_WHAT IS NEEDED_:
Give the lines of the listing below, starting at the line that contains "Thank you for the photo. Could you indicate the maroon clutch" and ending at the line that contains "<point>644,635</point>", as a JSON list of strings with one string per line and no blank lines.

(Excerpts from a point labeling dataset)
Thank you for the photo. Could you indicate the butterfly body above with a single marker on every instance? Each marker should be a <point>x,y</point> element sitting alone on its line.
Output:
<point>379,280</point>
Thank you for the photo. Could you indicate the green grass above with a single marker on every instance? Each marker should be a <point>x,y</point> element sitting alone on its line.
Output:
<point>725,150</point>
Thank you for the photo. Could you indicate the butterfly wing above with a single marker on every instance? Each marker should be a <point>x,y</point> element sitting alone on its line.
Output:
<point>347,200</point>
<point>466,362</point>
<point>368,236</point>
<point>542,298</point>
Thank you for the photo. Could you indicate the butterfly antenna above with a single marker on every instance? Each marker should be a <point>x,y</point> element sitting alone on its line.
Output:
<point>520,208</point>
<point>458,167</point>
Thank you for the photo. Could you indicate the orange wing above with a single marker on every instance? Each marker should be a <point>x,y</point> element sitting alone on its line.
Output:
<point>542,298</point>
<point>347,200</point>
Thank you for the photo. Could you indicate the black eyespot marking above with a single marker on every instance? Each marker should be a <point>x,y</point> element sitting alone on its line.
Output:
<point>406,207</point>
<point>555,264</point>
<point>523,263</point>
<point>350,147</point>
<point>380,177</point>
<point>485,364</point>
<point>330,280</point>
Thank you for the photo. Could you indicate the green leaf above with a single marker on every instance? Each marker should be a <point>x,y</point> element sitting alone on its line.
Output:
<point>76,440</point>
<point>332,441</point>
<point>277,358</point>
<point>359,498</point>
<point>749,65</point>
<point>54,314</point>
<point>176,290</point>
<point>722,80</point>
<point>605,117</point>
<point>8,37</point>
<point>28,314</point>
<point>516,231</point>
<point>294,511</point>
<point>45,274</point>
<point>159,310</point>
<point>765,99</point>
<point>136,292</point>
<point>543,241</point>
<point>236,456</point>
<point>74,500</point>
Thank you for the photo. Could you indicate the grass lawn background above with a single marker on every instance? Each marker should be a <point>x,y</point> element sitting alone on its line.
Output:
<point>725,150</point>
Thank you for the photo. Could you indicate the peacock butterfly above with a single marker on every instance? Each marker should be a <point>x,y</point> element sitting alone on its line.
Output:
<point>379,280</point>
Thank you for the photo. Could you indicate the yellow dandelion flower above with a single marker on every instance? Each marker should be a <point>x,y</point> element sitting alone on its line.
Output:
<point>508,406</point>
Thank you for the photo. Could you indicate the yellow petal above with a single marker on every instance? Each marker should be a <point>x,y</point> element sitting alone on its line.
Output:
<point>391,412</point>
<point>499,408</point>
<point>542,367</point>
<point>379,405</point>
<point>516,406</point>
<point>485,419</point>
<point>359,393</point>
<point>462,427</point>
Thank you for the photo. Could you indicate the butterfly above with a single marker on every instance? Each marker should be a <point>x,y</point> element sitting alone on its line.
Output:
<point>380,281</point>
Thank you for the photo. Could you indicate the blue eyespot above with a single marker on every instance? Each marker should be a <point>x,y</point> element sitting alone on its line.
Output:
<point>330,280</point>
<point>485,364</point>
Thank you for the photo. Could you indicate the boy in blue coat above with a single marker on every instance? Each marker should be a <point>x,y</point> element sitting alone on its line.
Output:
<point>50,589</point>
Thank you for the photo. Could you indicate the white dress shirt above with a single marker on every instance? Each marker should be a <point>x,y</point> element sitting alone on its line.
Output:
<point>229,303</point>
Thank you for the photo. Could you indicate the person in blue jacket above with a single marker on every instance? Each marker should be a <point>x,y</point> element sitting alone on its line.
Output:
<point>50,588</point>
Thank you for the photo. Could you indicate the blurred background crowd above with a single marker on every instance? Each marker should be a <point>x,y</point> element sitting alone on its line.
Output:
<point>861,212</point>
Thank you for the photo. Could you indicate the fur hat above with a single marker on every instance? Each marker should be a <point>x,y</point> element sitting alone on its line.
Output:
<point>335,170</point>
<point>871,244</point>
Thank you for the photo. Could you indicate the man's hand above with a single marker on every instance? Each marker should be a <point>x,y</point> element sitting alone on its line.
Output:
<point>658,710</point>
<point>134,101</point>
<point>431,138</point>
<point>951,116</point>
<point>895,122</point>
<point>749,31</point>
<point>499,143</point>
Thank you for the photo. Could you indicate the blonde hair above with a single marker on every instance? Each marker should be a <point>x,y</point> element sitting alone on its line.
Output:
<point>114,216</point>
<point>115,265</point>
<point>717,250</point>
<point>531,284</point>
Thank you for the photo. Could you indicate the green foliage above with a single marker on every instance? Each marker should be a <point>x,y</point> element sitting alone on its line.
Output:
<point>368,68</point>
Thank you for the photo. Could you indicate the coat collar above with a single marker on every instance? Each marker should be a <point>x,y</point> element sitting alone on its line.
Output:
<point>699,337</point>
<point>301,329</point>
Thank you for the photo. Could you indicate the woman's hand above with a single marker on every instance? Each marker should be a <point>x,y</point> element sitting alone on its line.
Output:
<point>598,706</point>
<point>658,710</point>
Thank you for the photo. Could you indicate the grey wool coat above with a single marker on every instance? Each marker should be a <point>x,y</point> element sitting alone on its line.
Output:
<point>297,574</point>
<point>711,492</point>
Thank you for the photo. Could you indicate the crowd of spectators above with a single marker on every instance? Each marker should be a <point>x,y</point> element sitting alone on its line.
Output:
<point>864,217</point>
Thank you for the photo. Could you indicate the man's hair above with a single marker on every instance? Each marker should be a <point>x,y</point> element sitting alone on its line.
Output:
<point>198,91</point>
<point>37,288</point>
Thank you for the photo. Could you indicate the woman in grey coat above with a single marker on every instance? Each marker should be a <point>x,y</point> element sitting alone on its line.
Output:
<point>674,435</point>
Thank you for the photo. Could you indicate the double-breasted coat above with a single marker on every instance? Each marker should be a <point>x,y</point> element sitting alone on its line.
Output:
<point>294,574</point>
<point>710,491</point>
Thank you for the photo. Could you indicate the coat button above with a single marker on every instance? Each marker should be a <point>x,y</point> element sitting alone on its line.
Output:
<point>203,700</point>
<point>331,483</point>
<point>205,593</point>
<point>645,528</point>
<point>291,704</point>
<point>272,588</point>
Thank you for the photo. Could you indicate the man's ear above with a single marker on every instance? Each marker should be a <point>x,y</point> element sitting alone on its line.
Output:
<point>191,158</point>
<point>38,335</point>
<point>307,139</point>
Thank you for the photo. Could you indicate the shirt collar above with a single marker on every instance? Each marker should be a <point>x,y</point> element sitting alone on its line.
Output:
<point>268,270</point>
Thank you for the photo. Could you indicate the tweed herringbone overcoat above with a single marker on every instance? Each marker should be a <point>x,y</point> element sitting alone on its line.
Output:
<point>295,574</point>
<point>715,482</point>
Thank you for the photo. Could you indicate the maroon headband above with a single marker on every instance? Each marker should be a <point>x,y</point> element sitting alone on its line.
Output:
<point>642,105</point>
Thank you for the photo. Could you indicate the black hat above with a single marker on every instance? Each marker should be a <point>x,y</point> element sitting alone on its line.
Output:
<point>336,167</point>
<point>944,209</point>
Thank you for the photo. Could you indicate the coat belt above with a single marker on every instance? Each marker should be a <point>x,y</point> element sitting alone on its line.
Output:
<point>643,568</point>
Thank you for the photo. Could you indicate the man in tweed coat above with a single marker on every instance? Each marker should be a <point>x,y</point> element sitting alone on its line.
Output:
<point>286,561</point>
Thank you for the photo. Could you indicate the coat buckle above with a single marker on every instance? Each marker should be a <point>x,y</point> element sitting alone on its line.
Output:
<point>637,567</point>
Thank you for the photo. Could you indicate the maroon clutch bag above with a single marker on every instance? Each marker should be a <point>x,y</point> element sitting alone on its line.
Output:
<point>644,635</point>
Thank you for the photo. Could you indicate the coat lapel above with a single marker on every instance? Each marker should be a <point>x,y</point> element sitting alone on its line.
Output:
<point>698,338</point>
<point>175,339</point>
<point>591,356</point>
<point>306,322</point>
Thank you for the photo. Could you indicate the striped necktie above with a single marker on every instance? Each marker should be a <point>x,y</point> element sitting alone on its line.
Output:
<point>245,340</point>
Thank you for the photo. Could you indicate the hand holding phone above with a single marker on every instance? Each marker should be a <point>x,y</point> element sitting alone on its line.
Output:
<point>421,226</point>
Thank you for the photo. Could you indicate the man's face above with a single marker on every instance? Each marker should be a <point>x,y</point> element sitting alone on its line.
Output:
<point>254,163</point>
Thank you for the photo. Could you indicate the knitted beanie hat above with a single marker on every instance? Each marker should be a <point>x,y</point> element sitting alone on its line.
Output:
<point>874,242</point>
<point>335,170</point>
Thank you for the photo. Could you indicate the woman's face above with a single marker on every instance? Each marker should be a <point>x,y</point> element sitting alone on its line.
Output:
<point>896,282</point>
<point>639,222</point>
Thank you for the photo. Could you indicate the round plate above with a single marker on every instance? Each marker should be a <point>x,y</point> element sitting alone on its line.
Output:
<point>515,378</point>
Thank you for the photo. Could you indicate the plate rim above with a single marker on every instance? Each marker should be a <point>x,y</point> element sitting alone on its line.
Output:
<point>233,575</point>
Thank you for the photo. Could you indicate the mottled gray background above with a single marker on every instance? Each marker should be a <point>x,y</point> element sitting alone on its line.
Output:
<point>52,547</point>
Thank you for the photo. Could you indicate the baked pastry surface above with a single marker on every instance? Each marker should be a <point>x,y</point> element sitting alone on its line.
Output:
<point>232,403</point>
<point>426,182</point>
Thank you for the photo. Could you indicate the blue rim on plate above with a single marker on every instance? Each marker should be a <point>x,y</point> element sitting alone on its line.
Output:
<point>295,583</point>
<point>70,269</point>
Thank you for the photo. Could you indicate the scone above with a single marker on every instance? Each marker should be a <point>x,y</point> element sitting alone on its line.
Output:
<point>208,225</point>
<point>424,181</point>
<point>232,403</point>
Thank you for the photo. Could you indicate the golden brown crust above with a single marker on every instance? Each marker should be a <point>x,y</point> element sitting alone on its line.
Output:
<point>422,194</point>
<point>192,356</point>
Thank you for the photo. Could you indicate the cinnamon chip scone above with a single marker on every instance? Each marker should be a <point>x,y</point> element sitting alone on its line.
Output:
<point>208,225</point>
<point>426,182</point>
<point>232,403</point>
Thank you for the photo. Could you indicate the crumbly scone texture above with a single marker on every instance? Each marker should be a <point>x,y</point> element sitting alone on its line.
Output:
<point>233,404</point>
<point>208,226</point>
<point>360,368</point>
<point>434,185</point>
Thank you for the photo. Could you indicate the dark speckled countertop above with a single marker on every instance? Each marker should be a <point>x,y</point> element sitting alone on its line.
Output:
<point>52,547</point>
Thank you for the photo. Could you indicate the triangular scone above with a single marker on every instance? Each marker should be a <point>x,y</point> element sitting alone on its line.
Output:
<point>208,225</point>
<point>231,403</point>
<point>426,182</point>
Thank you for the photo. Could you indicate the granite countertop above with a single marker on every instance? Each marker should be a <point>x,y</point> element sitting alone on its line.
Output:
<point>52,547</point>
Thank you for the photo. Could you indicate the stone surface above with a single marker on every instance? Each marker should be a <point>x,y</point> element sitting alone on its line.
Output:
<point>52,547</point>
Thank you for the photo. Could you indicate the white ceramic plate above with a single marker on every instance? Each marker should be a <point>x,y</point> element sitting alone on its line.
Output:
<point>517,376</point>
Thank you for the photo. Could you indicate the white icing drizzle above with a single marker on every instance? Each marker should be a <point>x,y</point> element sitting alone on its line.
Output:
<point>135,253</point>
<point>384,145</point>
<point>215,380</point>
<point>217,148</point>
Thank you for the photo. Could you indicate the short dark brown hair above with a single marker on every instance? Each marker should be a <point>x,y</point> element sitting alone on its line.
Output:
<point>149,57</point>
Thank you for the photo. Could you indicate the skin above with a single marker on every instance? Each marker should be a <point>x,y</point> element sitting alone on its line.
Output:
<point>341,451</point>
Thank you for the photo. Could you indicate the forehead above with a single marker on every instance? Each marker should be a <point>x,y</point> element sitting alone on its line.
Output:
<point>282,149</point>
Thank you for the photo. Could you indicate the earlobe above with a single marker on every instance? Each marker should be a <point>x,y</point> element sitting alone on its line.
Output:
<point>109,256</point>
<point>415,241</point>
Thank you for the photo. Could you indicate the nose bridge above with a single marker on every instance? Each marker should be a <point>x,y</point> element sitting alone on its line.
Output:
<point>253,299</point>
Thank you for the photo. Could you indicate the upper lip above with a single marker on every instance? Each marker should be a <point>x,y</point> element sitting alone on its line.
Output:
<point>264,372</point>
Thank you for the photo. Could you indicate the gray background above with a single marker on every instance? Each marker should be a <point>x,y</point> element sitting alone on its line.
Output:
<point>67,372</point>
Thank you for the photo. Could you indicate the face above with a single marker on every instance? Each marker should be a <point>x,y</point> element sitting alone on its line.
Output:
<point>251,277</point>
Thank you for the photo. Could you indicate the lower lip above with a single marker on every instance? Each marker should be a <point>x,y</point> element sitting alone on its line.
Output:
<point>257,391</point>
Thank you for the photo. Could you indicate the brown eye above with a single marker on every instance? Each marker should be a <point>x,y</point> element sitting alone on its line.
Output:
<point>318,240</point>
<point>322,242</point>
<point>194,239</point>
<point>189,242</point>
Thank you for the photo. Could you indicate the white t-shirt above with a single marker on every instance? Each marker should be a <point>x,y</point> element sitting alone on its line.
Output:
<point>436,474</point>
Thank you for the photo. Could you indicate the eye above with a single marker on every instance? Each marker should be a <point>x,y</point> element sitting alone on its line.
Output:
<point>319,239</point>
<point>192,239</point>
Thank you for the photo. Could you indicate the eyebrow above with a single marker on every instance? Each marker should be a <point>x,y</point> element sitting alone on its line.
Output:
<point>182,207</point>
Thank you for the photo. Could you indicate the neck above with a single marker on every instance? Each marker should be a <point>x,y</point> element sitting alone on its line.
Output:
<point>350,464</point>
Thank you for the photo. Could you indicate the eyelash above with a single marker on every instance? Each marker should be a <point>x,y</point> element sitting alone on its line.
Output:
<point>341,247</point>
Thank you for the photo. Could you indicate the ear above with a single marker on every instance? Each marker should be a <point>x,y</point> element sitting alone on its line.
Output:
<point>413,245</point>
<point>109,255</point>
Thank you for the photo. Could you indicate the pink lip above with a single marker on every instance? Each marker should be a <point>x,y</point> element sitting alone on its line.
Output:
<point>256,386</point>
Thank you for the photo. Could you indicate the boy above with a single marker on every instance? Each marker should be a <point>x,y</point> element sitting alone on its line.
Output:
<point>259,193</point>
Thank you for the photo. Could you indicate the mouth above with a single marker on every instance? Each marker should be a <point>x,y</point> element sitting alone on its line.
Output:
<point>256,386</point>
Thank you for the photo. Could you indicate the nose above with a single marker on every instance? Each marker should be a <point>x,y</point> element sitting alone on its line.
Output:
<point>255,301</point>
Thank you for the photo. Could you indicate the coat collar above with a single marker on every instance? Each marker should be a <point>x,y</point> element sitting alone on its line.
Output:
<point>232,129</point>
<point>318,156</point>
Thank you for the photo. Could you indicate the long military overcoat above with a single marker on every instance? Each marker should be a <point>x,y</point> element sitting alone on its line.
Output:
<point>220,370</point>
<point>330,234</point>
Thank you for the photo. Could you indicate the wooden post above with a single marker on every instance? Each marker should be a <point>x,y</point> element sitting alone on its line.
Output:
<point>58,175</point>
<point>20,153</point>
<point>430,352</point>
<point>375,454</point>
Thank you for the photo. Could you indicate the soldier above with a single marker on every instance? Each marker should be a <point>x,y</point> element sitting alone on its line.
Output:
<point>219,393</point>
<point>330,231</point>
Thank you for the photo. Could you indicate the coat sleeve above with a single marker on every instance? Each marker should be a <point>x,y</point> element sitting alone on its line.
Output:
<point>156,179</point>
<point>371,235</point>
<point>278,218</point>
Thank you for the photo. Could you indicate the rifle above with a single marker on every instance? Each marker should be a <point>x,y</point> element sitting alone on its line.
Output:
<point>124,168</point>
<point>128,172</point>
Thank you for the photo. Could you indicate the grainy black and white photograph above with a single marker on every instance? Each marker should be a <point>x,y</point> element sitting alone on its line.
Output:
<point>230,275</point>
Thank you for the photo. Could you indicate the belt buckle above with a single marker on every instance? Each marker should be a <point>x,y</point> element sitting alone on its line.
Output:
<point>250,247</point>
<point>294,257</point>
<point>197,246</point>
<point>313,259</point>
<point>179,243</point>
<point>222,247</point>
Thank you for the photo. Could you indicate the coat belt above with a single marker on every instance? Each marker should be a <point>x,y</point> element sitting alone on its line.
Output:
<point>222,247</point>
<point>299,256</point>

_WRITTEN RESPONSE_:
[
  "Thank you for the photo. Could you indicate the maroon clutch bag above with a single marker on every instance? Each marker should be a <point>x,y</point> element sitting alone on its line.",
  "Output:",
  "<point>644,635</point>"
]